[Records drawn from a data source]
(begin)

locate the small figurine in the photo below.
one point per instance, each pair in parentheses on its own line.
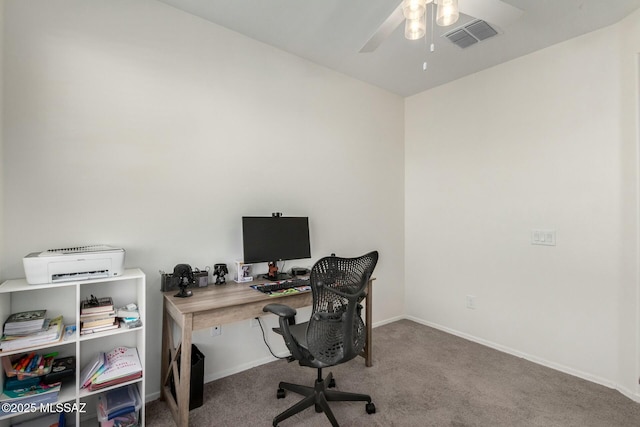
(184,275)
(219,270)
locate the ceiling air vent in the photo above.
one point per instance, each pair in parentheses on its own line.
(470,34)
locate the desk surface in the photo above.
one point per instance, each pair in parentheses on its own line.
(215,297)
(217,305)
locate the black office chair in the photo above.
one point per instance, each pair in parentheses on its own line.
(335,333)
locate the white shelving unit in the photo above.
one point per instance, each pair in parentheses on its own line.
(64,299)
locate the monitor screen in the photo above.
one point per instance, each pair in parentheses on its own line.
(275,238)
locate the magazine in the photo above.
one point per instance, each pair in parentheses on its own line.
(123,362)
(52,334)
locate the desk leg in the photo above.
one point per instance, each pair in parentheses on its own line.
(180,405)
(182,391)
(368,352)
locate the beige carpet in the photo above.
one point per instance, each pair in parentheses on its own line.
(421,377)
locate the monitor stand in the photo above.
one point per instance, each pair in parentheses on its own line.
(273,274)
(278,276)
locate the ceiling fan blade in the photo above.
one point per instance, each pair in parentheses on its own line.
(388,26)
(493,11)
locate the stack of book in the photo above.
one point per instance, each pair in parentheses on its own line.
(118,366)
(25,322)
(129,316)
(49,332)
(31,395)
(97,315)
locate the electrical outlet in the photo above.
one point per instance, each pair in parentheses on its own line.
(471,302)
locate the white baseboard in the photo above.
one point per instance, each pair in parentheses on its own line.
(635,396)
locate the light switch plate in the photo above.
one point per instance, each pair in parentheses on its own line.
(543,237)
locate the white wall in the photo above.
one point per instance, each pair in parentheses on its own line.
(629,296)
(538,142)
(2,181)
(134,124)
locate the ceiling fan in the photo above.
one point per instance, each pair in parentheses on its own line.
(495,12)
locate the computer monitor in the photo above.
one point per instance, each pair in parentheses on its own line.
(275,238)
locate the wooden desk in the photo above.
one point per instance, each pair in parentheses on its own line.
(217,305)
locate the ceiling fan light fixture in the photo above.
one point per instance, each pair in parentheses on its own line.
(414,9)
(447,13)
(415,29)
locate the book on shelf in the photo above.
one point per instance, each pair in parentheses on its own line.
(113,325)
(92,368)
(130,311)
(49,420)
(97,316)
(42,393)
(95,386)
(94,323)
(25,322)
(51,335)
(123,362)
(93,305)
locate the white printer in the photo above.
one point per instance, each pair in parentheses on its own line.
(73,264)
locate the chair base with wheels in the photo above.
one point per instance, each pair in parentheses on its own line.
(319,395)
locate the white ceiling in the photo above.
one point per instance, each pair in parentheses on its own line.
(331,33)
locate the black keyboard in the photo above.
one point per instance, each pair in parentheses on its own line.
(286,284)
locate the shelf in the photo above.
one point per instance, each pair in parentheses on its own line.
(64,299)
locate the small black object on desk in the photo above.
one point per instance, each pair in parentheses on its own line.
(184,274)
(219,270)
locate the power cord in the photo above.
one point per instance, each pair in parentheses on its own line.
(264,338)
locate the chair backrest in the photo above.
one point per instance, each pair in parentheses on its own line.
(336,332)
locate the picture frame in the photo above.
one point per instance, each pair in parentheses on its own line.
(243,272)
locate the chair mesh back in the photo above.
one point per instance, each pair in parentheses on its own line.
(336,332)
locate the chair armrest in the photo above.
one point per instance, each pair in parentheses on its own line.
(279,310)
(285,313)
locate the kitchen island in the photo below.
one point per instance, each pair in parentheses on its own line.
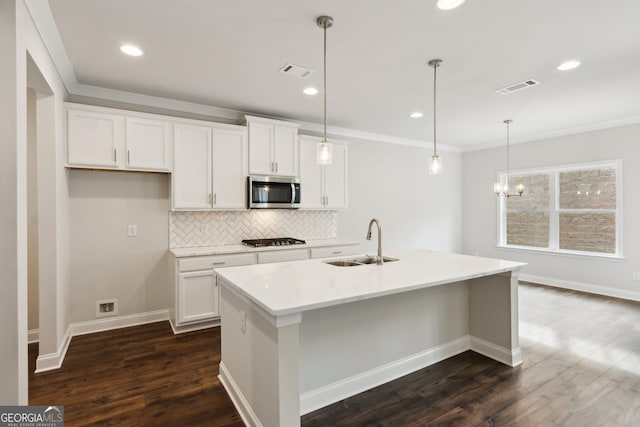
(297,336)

(end)

Edit all of the records above so that every instance of "one point per instance" becomes "a single point for each instance", leaving everything else unchanged. Omit the pictures from your answer.

locate the small figurine in the photo below.
a single point for each instance, each pair in parentheses on its own line.
(184,275)
(219,270)
locate the ceiling air vent in the photo above.
a single point for each instance, each pair in parentheses on its own line.
(470,34)
locate the desk surface in the photo above.
a single point for each instance, each pair in parentheses on its own line.
(215,297)
(217,305)
locate the black office chair in the photo above.
a single point for each instance, each pair in parentheses on its own line.
(335,333)
locate the white shelving unit in the photo above.
a single point for each instance, each pair in parentheses on its own line.
(64,299)
locate the monitor screen in the photo above.
a single point for each instance, each pair in parentheses on its own line.
(275,238)
locate the magazine in the photo above.
a single point for each instance, each pair in parentheses on its own line.
(123,362)
(52,334)
locate the desk leg in the photo above.
a single point for each instance, each pair in parentheses on its own line.
(180,405)
(182,391)
(368,352)
locate the beige carpet in the photo above.
a single point for each instance, each pair in parentheses on its own line.
(421,377)
locate the monitor stand in the photo above.
a single point for each instance, each pair in parentheses on its own line.
(273,274)
(278,276)
locate the ceiling fan blade in the photo above.
a single point for each instance, each pair in parentheses on its own line.
(388,26)
(493,11)
locate the stack of book in the photo above.
a single point for each instance, each pair in parentheses on its own line.
(118,366)
(25,322)
(129,316)
(49,332)
(31,395)
(97,315)
locate the electrical outlet in the photo above.
a single point for each instance, each pair in parentheses on its own line.
(471,302)
locate the white baseboard in the photo above.
a single point for each instance, each pair in parentheses on its own line.
(635,396)
locate the light switch plate in the photo above.
a single point for each instance, each pair in parentheses on its own line.
(543,237)
locate the white wall in the photo above.
a single point for each instance, each pair in parentheses on its own line.
(629,296)
(538,142)
(2,181)
(134,124)
locate the ceiling fan in the photo above.
a single point for each instance, each pair in parentheses on its own line.
(495,12)
locate the computer monitor in the photo above.
a single point for each instance, each pair in parentheses on its own line.
(275,238)
locate the wooden desk in the photo above.
a single point for each instance, each pair in parentheses on its own line.
(217,305)
locate the ceiling fan light fixture in the photo above.
a single point for each instance, each pair in parentheses on its own line.
(414,9)
(447,13)
(415,29)
locate the book on shelf in the photo above.
a single point for each instance, each pair in parentheses on its own line.
(113,325)
(92,368)
(130,311)
(49,420)
(97,316)
(42,393)
(95,386)
(94,323)
(25,322)
(51,335)
(123,362)
(93,305)
locate the white printer in the photo above.
a single point for each instance, each pair in parentheses on its own line.
(73,264)
locate the chair base with wheels in the photo above.
a single point for each instance, each pair in parentheses on its own line.
(319,395)
locate the white ceiling in the photo above.
a single point for each instance, each pair in parentheses on its own line.
(331,33)
locate the black keyboard in the photo above.
a single point for each instance, each pair in parentheses on its own line.
(286,284)
locate the shelf in the photo above.
a single point for each instance, each pair in parentheses on its own line.
(64,299)
locate the small black object on desk in the photo above.
a single point for each instance, each pair in parentheses on its own line.
(184,274)
(219,270)
locate the power cord in the photo above.
a single point for each instance, each pair in parentheses on its own line.
(264,338)
locate the chair backrest in the photo above.
a single point for each instance, each pair in parentheses on its own line.
(336,332)
locate the picture frame in the photo above.
a single point for each instance, each pair in parentheses on its own line.
(243,272)
locate the chair mesh back in the photo above.
a single point for each instance, each pair in parentheses on its own line.
(336,332)
locate the chair armrest in the photo above.
a single point for each instance, each pair in parentheses on its own line.
(279,310)
(285,313)
locate the kitchen island in the photo below.
a single point for each instance, each pair in parentheses on its own line.
(297,336)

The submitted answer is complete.